What the task asks >> Write out each entry again. Keep every word exactly as it is.

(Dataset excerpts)
----------------

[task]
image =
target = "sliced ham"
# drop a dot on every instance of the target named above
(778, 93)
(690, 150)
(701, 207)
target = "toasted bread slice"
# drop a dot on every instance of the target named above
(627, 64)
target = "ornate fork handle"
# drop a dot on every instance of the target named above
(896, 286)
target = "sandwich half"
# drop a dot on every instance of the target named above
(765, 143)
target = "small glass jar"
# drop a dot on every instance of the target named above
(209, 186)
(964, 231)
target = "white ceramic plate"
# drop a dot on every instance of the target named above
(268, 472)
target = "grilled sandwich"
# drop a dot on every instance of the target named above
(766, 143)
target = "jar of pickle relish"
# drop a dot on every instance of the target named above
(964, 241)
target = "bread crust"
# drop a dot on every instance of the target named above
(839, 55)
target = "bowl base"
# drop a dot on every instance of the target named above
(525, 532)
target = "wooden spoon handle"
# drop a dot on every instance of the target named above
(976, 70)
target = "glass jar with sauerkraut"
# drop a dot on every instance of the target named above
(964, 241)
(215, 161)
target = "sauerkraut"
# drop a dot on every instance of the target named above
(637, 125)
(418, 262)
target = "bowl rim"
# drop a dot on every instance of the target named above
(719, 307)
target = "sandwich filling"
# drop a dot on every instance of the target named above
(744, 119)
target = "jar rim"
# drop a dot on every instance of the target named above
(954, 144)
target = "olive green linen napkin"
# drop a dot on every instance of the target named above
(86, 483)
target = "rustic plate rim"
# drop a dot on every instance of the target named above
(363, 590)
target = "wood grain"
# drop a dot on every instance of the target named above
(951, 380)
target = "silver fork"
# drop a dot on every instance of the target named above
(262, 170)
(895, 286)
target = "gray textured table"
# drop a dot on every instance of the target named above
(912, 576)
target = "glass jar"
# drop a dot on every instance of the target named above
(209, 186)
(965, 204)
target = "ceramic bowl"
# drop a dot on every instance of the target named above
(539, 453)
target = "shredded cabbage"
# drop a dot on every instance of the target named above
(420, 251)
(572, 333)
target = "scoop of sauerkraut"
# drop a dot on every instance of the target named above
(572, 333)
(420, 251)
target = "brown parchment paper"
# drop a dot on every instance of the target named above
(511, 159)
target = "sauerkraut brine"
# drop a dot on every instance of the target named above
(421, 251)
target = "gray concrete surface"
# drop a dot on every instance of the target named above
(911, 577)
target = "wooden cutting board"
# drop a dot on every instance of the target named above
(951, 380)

----------------

Task result >>
[task]
image =
target = "sliced ham"
# drop a dot on every instance of the target named above
(778, 93)
(690, 150)
(701, 207)
target = "toasted bread slice"
# drop a dot on every instance of the target named above
(627, 64)
target = "ornate fork handle"
# drop a dot on every instance of the target named above
(896, 286)
target = "sandwich half"
# drop a dot on every instance of the target named above
(765, 143)
target = "small glass jar"
# drop a dot on every instance of the target named above
(209, 186)
(964, 231)
target = "white ceramic plate"
# drop a dot on every instance of the target named above
(268, 472)
target = "grilled sandwich"
# drop a dot on every instance of the target named above
(766, 143)
target = "jar of pickle relish"
# drop a dot on every instance of the target named above
(964, 241)
target = "bread crust"
# drop a dot on every instance of the target named above
(839, 55)
target = "bowl base"
# drop a dot on every instance of the target named above
(525, 532)
target = "wooden spoon handle"
# drop a dot on every instance of the target named above
(976, 70)
target = "glass jar with sauerkraut"
# drop a dot on every instance of the target named above
(964, 241)
(215, 161)
target = "sauerkraut"
# drop a dot on every instance of the target named above
(637, 125)
(418, 262)
target = "bowl rim"
# drop a dot on every instance of the target named above
(719, 307)
target = "sandwich filling"
# drop a dot on every instance of the target named above
(744, 119)
target = "jar rim"
# drop a dot on every instance of the target named above
(954, 144)
target = "olive green linen napkin"
# drop a dot on every instance of the target named above
(86, 483)
target = "rustic plate rim"
# drop a dot on every instance of the target named above
(363, 590)
target = "wood grain"
# drop a dot on every instance of the target named above
(951, 380)
target = "silver fork"
# drop a dot on every instance of the target named above
(262, 170)
(895, 286)
target = "gray textured table"
# drop a dot on every instance of the target named above
(912, 576)
target = "glass jar"
# drop a dot on every instance of the target named above
(209, 186)
(965, 204)
target = "ceramic bowl"
# drop a dot on every instance of the target named above
(539, 453)
target = "shredded cabbage"
# drop a dot on every instance of the target named above
(420, 251)
(572, 333)
target = "scoop of sauerkraut"
# drop a dot on every instance of the target named above
(572, 333)
(420, 251)
target = "brown parchment paper"
# drop a dot on every instance of the target named above
(511, 159)
target = "sauerkraut brine"
# drop a dot on every instance of the target named above
(421, 251)
target = "gray concrete surface"
# drop a dot on every instance of the target named above
(911, 577)
target = "wooden cutting board"
# drop a dot on every instance of the target named above
(951, 380)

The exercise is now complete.